┌────────
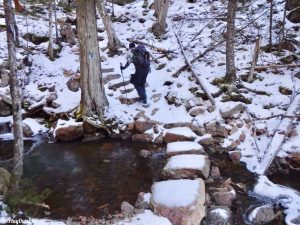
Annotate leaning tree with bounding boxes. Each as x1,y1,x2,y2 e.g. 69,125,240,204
96,0,123,55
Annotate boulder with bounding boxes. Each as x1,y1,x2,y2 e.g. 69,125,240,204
132,133,153,142
205,121,217,134
190,123,206,136
134,120,153,133
151,93,162,103
151,179,206,225
119,84,135,94
198,135,214,146
162,154,210,179
287,8,300,23
0,167,11,195
67,76,80,92
0,121,11,134
0,69,10,87
184,97,204,111
203,206,232,225
229,151,242,162
220,103,245,119
210,166,221,178
166,141,205,157
164,127,197,143
54,119,83,142
165,91,182,106
213,125,228,138
248,205,276,225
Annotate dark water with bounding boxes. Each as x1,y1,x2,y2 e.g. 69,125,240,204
└────────
▸ Work instruction
Leaving out the pictures, restate the listing above exactly.

▸ Reply
Annotate leaning tree with bounding boxes. Each as x1,y1,x2,y2 e.g. 69,125,240,204
96,0,123,55
Annotate boulder with bounding boxes. Each as x1,y1,x2,y2 e.g. 69,125,240,204
132,133,153,142
205,121,217,134
190,123,206,136
134,120,153,133
151,93,162,103
151,179,206,225
119,84,135,94
198,135,214,146
162,154,210,179
287,8,300,23
0,167,11,195
67,76,80,92
0,121,11,134
0,69,10,87
184,97,204,111
203,206,232,225
229,151,242,162
220,103,245,119
210,166,221,178
166,141,205,157
164,127,197,143
54,119,83,142
165,91,182,106
213,125,228,138
248,205,276,225
Annotate dark water with bounding boxes. Each as x1,y1,x2,y2 e.g. 69,125,240,204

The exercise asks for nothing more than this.